==== Stored data

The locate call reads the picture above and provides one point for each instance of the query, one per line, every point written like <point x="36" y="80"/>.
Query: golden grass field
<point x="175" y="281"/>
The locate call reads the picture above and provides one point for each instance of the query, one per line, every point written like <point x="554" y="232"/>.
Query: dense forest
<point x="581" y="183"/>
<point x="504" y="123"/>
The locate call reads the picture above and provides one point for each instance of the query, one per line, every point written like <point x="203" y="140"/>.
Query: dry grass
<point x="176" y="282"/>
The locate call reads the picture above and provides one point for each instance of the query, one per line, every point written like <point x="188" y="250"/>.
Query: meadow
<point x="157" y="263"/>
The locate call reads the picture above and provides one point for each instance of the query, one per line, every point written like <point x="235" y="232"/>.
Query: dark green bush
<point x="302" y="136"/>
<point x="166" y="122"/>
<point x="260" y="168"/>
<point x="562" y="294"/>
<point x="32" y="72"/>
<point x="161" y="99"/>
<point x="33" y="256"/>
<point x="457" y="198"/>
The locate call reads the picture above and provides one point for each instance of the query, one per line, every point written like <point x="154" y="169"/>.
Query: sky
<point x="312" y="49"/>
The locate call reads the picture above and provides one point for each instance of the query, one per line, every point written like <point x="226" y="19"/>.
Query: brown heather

========

Do this>
Extract the data exactly as given.

Task response>
The locate call reads the picture above and provides one point for each instance of the query, one per line, every point written like <point x="36" y="80"/>.
Query: golden grass field
<point x="175" y="281"/>
The locate call reads the picture above and provides one point for each instance of the query, one per line, every point written like <point x="554" y="232"/>.
Query: dense forest
<point x="581" y="183"/>
<point x="504" y="123"/>
The locate call reads the picture above and provides one point for each instance of the query, one per line, every point written like <point x="203" y="140"/>.
Query: dry grass
<point x="176" y="282"/>
The locate call reads the picture above and provides one point for each instance of the query, one per line, every point written like <point x="188" y="250"/>.
Query: meadow
<point x="157" y="263"/>
The locate call reads the picture above and provides one point for each instance of the query, one per line, every point written like <point x="235" y="232"/>.
Query: dark green bush
<point x="302" y="136"/>
<point x="166" y="122"/>
<point x="260" y="168"/>
<point x="562" y="294"/>
<point x="32" y="72"/>
<point x="161" y="99"/>
<point x="33" y="256"/>
<point x="457" y="198"/>
The locate call reads the picture above and provides one point for each instance of the query, one per line, every point written like <point x="154" y="169"/>.
Query: sky
<point x="312" y="49"/>
The locate call reads the picture above and provides one point for each instance of the query, one per line, every point written like <point x="226" y="19"/>.
Query: brown heather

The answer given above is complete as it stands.